[start of INPUT DATA]

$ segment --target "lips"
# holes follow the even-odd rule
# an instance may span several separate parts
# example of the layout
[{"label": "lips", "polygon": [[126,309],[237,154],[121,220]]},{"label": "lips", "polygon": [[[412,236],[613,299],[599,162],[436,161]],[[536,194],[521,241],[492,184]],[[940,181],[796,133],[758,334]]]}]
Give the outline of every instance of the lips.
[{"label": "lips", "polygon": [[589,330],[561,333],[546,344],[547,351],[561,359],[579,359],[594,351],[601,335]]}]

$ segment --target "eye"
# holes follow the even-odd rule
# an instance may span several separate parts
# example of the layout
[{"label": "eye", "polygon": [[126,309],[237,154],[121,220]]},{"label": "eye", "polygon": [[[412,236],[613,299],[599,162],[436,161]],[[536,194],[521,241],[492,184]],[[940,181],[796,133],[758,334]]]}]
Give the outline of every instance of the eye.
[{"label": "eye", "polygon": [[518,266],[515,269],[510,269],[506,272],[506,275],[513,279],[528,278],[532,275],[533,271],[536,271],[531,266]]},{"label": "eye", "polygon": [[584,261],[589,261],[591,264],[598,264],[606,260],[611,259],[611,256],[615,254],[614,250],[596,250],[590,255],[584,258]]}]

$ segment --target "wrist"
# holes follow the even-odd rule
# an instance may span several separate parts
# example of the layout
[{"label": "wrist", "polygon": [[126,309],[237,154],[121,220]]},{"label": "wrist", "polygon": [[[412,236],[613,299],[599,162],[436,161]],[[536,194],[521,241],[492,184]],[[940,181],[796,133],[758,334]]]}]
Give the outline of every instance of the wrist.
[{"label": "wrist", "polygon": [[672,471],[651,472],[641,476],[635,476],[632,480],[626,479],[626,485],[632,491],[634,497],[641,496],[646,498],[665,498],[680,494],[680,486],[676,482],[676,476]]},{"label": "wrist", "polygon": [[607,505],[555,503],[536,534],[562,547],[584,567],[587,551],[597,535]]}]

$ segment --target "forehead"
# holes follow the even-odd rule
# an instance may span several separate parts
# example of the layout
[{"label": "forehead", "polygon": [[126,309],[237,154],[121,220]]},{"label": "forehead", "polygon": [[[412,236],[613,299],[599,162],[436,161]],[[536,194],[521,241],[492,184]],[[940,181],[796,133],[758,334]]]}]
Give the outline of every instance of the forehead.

[end of INPUT DATA]

■ **REQUIREMENT**: The listing above must be transcribed exactly, line by line.

■ **EXPECTED OUTPUT**:
$ segment --target "lips"
# holes follow the even-odd rule
# an instance may span several separate parts
# example of the layout
[{"label": "lips", "polygon": [[126,309],[237,154],[121,220]]},{"label": "lips", "polygon": [[[412,236],[613,299],[599,162],[436,161]],[[536,194],[521,241],[492,184]],[[940,181],[796,133],[758,334]]]}]
Give the outline of every instance of the lips.
[{"label": "lips", "polygon": [[589,330],[561,333],[546,344],[547,351],[561,359],[579,359],[594,351],[601,335]]}]

$ segment --target "eye"
# holes follow the even-odd rule
# an instance may span several separate parts
# example of the layout
[{"label": "eye", "polygon": [[126,309],[237,154],[121,220]]},{"label": "eye", "polygon": [[[412,236],[613,299],[599,162],[436,161]],[[536,194],[521,241],[492,184]],[[940,181],[796,133],[758,334]]]}]
Give the outline of every instance of the eye.
[{"label": "eye", "polygon": [[518,266],[515,269],[510,269],[506,272],[506,275],[513,279],[528,278],[532,275],[533,271],[536,271],[531,266]]},{"label": "eye", "polygon": [[584,261],[589,261],[591,264],[598,264],[606,260],[611,259],[611,256],[615,254],[614,250],[596,250],[590,255],[584,258]]}]

$ segment --target "wrist"
# holes follow the even-odd rule
# an instance may span several separate parts
# example of the layout
[{"label": "wrist", "polygon": [[126,309],[237,154],[121,220]]},{"label": "wrist", "polygon": [[[412,236],[613,299],[599,162],[436,161]],[[536,194],[521,241],[492,184]],[[940,181],[796,133],[758,334]]]}]
Give the outline of every instance of the wrist.
[{"label": "wrist", "polygon": [[672,471],[651,472],[641,476],[635,476],[632,480],[626,479],[626,485],[632,491],[634,497],[641,496],[646,498],[665,498],[680,494],[680,486],[676,482],[676,476]]},{"label": "wrist", "polygon": [[607,505],[555,503],[536,534],[562,547],[584,567],[587,551],[597,535]]}]

$ segment --target "forehead"
# holes follow the even-odd rule
# an instance may span several separate parts
# example of the layout
[{"label": "forehead", "polygon": [[126,309],[237,154],[121,220]]},{"label": "forehead", "polygon": [[[412,236],[613,299],[599,162],[436,161]],[[536,194],[521,241],[492,184]],[[940,181],[796,133],[758,334]]]}]
Give the outline of every instance of the forehead.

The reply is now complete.